-- Begin Passage to read --

Other experts agree. 

A president elected for at least the next seven years will have a better chance of keeping his reforms alive, which could also be an important step for Kazakhstan to achieve political stability, according to Abzal Saparbekuly, president of Otandastar Foundation, an organisation that aims to help integrate Kazakhstan’s diaspora communities into their country of origin.

“A renewal process was needed to ensure that the structural changes in the political, economic and social fields will remain, allowing the current president to carry out his own reforms,” says Saparbekuly. 

“It's not just a renewal process that the president and the state needs; the public also has such an expectation,” he tells TRT World.

The reform programme will also allow Kazakhstan to protect itself from deteriorating economic conditions across the globe and adapt to the rapidly changing political conditions in the world, says Saparbekuly. 

He points to Kazakhstan’s approach towards the Ukraine conflict, in which Astana has chosen to stay neutral, as a strong indicator of the country’s carefully chosen political path.

“We did not support Western sanctions against Russia, but we have also not broken sanctions against Moscow,” he says. 

‘New Kazakhstan’

Kazakhstan, a landlocked former Soviet republic, is located in a complicated geography between Russia and China, the two great powers of Eurasia.

-- End Passage to read --
-- Begin Extracted entries --

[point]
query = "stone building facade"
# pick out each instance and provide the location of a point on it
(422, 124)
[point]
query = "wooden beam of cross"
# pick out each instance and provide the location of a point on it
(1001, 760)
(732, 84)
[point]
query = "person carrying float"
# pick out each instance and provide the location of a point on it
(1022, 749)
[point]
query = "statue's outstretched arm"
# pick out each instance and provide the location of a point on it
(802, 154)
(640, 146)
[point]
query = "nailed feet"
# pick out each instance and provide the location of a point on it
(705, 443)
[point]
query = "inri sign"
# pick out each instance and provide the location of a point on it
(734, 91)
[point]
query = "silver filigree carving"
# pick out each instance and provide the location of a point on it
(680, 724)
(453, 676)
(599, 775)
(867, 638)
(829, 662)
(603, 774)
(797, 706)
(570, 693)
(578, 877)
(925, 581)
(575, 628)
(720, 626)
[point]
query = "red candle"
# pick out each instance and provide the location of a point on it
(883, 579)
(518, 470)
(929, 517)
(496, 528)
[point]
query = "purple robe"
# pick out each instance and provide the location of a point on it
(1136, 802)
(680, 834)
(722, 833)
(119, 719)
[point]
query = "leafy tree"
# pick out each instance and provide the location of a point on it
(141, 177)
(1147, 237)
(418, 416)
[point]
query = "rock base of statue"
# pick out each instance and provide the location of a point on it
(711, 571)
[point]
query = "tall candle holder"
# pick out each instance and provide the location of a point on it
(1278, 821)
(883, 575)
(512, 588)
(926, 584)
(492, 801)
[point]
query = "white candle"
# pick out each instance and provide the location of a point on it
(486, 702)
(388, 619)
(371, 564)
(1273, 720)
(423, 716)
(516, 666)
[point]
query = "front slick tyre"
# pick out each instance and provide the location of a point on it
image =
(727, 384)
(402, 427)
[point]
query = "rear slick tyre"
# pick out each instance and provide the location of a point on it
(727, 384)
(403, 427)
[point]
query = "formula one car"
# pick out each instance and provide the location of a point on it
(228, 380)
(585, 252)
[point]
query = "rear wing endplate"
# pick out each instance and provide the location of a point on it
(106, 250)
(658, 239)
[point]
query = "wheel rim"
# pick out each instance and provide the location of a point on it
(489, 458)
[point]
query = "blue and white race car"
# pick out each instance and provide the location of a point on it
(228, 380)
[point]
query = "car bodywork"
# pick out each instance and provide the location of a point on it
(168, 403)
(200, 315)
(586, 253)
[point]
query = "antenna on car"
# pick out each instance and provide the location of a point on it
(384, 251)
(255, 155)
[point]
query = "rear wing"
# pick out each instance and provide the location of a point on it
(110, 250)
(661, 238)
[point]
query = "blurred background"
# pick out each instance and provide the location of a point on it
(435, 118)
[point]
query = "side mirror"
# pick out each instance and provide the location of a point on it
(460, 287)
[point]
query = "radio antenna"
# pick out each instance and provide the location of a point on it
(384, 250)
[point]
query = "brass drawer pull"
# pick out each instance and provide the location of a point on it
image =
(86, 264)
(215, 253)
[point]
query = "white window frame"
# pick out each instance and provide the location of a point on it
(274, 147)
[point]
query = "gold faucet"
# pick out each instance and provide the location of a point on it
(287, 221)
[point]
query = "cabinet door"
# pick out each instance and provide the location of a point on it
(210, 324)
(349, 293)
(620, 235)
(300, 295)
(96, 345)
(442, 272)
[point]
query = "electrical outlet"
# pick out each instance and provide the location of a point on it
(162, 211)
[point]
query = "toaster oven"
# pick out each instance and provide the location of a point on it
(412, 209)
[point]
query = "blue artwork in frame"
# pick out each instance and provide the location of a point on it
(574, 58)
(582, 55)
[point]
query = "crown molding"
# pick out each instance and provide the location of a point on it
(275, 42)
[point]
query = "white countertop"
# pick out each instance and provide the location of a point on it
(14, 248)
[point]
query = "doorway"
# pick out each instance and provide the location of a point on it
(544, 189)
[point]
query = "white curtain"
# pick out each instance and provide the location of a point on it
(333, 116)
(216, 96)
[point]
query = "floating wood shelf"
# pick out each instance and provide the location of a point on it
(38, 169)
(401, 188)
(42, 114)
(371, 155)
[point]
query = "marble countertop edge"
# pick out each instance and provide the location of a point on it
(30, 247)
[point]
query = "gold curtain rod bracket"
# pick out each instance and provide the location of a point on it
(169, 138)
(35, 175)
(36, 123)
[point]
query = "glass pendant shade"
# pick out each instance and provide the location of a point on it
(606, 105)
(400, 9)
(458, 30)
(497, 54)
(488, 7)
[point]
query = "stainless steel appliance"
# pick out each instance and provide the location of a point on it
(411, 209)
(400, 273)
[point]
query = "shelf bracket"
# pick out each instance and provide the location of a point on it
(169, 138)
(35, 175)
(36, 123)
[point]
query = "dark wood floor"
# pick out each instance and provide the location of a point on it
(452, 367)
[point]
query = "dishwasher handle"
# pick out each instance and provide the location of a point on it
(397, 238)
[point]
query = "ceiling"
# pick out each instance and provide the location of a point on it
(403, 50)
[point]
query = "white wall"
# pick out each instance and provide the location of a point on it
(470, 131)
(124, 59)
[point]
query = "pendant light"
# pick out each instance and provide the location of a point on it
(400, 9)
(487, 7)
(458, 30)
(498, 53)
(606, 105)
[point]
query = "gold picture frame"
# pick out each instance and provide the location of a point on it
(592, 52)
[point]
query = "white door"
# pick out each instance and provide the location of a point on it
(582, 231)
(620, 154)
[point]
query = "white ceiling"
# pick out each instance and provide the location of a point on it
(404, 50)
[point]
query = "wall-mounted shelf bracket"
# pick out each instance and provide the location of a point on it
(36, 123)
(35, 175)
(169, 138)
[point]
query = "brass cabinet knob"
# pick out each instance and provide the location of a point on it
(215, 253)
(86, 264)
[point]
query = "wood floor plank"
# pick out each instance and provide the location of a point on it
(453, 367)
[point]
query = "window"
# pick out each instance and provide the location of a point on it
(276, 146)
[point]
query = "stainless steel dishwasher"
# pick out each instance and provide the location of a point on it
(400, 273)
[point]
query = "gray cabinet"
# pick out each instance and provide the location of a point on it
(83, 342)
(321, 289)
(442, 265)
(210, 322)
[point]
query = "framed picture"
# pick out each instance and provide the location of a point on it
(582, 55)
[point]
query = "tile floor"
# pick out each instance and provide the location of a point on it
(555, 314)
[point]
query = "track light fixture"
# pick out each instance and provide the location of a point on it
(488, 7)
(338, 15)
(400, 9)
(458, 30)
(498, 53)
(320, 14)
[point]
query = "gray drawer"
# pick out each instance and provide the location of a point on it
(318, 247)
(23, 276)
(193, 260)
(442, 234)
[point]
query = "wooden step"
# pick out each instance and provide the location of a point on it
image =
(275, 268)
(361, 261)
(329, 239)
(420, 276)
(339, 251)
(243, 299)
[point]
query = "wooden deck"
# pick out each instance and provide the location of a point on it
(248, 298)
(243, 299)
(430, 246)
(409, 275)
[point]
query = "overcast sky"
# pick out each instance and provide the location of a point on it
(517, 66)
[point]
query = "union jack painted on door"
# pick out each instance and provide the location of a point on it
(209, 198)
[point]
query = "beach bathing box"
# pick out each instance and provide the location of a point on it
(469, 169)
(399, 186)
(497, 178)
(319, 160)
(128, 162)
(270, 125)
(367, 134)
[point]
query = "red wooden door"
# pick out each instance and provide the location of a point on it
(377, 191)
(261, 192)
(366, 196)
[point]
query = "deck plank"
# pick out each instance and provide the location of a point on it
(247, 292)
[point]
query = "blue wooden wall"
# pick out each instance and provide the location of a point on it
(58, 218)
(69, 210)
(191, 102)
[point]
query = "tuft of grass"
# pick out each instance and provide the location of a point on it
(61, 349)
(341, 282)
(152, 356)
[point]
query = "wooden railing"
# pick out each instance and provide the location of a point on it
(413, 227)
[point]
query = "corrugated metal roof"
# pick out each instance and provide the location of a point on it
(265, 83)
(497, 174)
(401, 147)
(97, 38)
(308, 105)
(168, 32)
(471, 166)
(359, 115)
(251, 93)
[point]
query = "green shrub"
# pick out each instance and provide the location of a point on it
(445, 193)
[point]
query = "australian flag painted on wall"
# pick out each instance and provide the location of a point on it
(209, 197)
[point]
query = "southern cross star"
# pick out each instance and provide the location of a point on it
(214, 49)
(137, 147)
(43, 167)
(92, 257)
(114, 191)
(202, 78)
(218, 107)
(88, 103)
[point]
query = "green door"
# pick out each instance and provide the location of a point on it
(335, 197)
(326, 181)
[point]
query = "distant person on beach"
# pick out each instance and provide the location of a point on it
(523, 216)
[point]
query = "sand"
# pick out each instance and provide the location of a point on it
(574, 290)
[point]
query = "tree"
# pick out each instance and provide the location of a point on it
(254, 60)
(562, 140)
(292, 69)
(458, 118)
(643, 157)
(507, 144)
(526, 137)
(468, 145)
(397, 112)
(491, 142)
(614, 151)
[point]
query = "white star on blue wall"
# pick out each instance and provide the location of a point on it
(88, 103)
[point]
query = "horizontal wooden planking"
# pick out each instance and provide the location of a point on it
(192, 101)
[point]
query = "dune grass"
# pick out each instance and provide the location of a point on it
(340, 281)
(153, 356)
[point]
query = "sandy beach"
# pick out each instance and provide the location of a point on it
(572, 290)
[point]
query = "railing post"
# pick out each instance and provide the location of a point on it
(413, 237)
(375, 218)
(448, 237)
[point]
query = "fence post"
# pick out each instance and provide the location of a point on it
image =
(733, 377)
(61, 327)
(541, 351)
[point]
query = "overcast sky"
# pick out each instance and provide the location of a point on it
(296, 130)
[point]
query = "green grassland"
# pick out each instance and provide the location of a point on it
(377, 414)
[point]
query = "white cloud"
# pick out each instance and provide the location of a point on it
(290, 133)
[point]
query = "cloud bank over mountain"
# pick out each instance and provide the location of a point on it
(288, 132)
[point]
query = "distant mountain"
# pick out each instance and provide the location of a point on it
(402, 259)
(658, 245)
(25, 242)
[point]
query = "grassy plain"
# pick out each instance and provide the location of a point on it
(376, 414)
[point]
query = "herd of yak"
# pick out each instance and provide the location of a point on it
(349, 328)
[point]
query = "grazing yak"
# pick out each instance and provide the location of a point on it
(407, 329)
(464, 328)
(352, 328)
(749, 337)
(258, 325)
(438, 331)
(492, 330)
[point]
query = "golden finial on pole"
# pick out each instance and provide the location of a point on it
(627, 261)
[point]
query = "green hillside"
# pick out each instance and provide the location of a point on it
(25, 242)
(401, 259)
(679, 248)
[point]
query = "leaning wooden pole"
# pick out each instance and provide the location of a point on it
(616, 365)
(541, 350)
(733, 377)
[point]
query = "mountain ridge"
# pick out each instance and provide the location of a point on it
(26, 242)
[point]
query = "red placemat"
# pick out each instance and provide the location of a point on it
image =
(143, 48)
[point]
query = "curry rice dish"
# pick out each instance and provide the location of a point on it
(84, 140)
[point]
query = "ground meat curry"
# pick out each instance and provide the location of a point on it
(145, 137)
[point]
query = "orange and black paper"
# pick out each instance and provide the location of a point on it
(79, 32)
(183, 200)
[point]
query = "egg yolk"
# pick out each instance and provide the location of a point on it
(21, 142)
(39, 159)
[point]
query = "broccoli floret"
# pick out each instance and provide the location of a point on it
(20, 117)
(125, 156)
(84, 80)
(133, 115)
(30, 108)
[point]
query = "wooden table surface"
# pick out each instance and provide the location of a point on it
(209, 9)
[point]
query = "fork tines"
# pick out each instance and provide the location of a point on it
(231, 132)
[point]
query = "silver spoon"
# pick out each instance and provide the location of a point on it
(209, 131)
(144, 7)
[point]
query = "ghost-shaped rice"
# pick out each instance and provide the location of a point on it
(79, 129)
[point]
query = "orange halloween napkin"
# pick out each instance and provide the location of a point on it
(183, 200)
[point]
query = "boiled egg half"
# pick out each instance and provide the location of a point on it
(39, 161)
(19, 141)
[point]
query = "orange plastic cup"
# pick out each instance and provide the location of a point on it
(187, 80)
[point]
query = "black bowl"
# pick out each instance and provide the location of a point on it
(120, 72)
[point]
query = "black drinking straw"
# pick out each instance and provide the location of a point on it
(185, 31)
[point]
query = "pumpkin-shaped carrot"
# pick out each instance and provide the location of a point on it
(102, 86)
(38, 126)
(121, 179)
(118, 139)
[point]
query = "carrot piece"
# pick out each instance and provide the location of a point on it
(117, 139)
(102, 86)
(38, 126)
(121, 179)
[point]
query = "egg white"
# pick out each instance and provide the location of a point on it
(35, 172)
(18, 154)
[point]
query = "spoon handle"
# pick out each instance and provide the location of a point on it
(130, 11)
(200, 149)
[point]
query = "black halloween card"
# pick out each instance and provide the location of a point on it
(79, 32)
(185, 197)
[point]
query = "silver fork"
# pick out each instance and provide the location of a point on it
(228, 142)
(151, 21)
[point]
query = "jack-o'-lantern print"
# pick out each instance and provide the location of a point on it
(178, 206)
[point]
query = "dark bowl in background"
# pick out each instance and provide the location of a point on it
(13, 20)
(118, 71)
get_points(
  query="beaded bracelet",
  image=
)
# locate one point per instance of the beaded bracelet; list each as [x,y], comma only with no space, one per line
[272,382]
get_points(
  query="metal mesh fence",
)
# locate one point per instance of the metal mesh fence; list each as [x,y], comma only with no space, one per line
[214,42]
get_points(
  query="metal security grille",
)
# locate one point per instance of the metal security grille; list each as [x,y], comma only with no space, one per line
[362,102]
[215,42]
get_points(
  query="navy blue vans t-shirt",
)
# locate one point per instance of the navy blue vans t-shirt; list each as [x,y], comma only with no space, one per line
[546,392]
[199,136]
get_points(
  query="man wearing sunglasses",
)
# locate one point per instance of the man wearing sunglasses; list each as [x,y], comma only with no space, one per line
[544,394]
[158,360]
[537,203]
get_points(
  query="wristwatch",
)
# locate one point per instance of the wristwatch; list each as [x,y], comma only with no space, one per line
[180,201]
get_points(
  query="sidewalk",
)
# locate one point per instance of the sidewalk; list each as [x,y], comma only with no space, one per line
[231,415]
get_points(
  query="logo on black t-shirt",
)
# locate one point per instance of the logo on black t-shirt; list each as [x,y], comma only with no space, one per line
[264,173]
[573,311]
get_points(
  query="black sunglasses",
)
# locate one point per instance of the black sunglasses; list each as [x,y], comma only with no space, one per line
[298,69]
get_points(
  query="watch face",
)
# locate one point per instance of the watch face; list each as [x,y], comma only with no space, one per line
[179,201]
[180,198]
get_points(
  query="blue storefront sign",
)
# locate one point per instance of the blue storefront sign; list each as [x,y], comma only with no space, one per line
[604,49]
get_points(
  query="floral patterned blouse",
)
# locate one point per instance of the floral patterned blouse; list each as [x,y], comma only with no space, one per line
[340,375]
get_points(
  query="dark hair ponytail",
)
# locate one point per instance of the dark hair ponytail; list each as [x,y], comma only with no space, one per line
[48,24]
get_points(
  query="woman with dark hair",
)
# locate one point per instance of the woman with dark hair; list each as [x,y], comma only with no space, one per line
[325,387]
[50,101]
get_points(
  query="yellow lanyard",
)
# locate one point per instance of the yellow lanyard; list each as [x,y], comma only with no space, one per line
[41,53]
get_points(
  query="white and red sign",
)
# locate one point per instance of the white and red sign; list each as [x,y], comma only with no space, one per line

-- End Extracted entries --

#### [Exercise tasks]
**A.** According to the Kazakhstan passage, what organization is Abzal Saparbekuly president of?
**B.** Decide whether each statement agrees with the Kazakhstan passage, answering yes or no and quoting the words that settle it: (i) Kazakhstan backed Western sanctions against Russia. (ii) Kazakhstan is landlocked. (iii) Saparbekuly spoke to TRT World.
**C.** Write the next part of the Kazakhstan passage, starting right after its last sentence.
The listing has no connection to the Kazakhstan passage.

#### [The answers]
**A.** Otandastar Foundation.

**B.**
(i) No: "We did not support Western sanctions against Russia"
(ii) Yes: "a landlocked former Soviet republic"
(iii) Yes: "he tells TRT World"

**C.**
Despite Kazakhstan’s efforts to integrate its rich oil and gas sector into world markets to export its energy sources on better terms since its independence from the Soviet Union in 1991, China and Russia continue to play a significant role in Astana’s political and economic path, according to many experts.

“While Kazakhstan has considerably changed and progressed in the last three decades, recent protests [in January] have also revealed serious problems, [especially those] related to the fair distribution of revenues and ensuring a fair administration,” says Fuzuli Mecidli, Vice-President of International Turkic Academy, a research centre formed under the Turkic Council.

“Under Tokayev’s leadership, the country made an important decision by launching reforms to make Kazakhstan more fair, ensuring the fair distribution of revenues. If we say with the description of the President, the new Kazakhstan period has begun,” Mecidli tells TRT World.

“In this sense, elections are very important. If people support the president, it means these reforms will continue,” he adds.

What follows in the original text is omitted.